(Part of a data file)

::::

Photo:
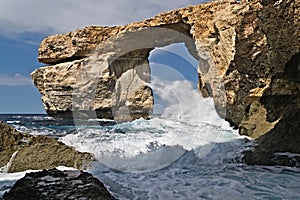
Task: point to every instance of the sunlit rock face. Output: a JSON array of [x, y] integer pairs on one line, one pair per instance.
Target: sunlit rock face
[[248, 54]]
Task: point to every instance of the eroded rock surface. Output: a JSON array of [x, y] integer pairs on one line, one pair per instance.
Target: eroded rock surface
[[22, 151], [248, 56], [54, 184]]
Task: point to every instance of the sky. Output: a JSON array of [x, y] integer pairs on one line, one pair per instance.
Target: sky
[[24, 24]]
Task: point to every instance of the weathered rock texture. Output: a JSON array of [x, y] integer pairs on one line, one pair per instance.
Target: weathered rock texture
[[248, 56], [22, 151], [54, 184]]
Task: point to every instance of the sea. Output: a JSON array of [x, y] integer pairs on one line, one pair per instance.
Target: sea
[[185, 151]]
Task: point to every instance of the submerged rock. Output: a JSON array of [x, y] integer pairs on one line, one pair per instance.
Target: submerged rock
[[55, 184], [248, 63], [22, 151]]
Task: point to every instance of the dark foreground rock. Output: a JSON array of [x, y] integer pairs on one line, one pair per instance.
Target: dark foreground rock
[[281, 146], [54, 184], [248, 63], [22, 151]]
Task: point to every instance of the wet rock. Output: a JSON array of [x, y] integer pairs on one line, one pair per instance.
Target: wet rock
[[248, 63], [55, 184], [22, 151]]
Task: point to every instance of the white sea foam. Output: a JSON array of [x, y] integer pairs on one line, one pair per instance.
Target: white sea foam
[[188, 122]]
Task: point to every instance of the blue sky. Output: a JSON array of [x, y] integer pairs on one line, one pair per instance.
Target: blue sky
[[24, 24]]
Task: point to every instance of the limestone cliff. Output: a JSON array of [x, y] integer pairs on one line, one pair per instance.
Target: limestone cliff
[[248, 54]]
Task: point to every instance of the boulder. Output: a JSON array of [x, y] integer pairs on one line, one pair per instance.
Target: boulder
[[55, 184], [22, 151]]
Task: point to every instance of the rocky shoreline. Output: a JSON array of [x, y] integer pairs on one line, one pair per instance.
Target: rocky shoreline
[[54, 184], [248, 63], [22, 151]]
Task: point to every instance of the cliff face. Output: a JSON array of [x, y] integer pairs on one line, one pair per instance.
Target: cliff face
[[248, 56]]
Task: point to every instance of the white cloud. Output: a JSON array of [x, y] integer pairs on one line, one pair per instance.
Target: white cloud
[[14, 80], [58, 16]]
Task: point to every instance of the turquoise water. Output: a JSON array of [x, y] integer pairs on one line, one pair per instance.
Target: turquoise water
[[164, 159]]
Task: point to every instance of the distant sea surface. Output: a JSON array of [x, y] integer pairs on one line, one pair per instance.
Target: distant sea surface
[[165, 158]]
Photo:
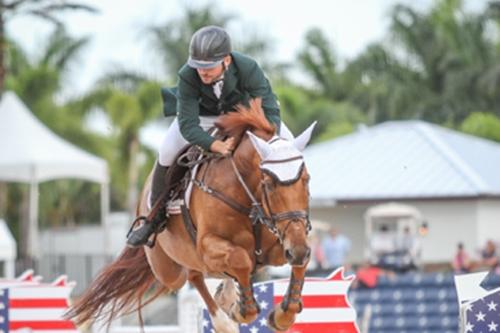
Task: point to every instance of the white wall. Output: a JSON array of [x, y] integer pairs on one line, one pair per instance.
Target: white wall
[[488, 221], [450, 222]]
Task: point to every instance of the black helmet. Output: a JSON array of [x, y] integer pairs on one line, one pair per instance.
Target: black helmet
[[209, 45]]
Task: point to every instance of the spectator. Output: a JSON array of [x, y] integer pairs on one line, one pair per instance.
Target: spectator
[[489, 256], [318, 258], [406, 251], [335, 249], [461, 262]]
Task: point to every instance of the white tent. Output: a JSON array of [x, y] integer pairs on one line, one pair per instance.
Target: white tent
[[31, 153]]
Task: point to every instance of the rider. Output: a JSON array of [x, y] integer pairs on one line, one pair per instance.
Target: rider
[[213, 81]]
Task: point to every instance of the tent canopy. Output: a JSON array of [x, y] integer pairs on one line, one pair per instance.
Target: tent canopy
[[32, 153], [7, 243]]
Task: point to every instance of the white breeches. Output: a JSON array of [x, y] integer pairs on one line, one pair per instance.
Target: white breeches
[[174, 141]]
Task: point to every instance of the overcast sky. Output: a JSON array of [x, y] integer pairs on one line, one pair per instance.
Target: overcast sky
[[117, 31], [117, 39]]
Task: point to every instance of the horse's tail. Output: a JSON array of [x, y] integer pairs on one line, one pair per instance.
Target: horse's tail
[[118, 289]]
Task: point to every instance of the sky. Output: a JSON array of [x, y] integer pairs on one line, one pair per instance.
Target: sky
[[118, 39]]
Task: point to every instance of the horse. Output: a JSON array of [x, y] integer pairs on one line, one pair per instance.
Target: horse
[[250, 210]]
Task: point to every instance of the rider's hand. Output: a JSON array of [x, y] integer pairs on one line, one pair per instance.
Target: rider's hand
[[223, 147]]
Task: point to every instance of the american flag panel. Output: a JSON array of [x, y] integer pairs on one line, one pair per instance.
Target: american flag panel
[[326, 307], [483, 315], [35, 307]]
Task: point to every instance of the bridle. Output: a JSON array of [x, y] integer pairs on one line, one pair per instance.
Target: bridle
[[256, 212], [258, 215]]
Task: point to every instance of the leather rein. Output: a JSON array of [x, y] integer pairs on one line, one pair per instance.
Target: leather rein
[[256, 212]]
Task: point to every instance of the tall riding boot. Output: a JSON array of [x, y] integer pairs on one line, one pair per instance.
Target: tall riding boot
[[140, 235]]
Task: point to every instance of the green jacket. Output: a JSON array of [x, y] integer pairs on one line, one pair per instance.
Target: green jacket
[[244, 79]]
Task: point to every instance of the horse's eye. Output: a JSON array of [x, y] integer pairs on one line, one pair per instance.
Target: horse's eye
[[269, 185]]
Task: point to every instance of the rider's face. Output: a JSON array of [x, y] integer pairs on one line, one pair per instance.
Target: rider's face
[[209, 75]]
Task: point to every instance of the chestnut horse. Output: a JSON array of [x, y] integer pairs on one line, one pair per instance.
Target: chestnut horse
[[258, 216]]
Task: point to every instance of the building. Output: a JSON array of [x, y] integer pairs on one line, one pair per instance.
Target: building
[[453, 179]]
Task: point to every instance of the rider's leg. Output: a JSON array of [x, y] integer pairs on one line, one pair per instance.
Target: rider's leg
[[285, 133], [170, 146]]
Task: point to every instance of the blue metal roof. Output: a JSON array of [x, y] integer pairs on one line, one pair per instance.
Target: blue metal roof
[[403, 159]]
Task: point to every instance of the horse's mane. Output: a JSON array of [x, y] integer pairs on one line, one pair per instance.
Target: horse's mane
[[245, 118]]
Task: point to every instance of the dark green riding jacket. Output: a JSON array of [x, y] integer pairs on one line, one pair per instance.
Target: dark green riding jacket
[[244, 79]]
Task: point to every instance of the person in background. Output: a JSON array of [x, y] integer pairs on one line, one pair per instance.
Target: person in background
[[383, 248], [490, 257], [461, 262], [335, 247]]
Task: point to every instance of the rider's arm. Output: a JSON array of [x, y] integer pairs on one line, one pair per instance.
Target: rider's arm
[[188, 114]]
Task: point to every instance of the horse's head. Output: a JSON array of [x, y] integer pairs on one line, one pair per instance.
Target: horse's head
[[284, 191], [275, 169]]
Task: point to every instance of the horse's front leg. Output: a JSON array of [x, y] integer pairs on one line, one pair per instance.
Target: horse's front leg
[[282, 317], [223, 256]]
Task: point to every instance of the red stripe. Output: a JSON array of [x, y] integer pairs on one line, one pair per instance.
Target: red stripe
[[38, 303], [320, 301], [42, 325], [323, 328]]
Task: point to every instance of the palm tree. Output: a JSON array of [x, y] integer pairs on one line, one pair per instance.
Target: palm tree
[[44, 9], [171, 39]]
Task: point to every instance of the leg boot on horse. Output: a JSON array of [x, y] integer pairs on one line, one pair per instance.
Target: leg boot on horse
[[140, 232]]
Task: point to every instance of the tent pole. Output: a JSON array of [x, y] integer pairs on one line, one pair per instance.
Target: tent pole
[[104, 218], [32, 247]]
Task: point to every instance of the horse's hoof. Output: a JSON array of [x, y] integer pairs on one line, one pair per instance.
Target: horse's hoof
[[280, 321], [271, 323], [238, 317]]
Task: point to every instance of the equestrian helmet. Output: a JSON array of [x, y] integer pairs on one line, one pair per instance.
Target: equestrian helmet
[[208, 47]]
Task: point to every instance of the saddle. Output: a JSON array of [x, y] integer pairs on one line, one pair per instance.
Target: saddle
[[179, 181]]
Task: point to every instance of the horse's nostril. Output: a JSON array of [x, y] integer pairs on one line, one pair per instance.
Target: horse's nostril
[[308, 253]]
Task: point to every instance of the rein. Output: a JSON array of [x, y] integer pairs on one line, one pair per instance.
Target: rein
[[256, 212]]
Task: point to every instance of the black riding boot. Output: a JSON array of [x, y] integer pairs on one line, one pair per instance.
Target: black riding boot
[[139, 235]]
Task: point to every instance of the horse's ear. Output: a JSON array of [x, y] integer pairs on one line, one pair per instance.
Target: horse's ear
[[302, 140], [262, 147]]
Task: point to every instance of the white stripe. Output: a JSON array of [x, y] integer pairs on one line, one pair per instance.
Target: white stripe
[[31, 314], [39, 292], [326, 315], [324, 288], [24, 330]]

::::

**The request:**
Extract the lines of the listing between the line holding "Task: point to every instance of the black riding" and the line holding "[[139, 235]]", inclusive, and repeat them exactly.

**Exercise result:**
Task: point to every instance of the black riding boot. Output: a JSON array of [x, y] integer pairs on one line, one pair per instance.
Target: black riding boot
[[139, 235]]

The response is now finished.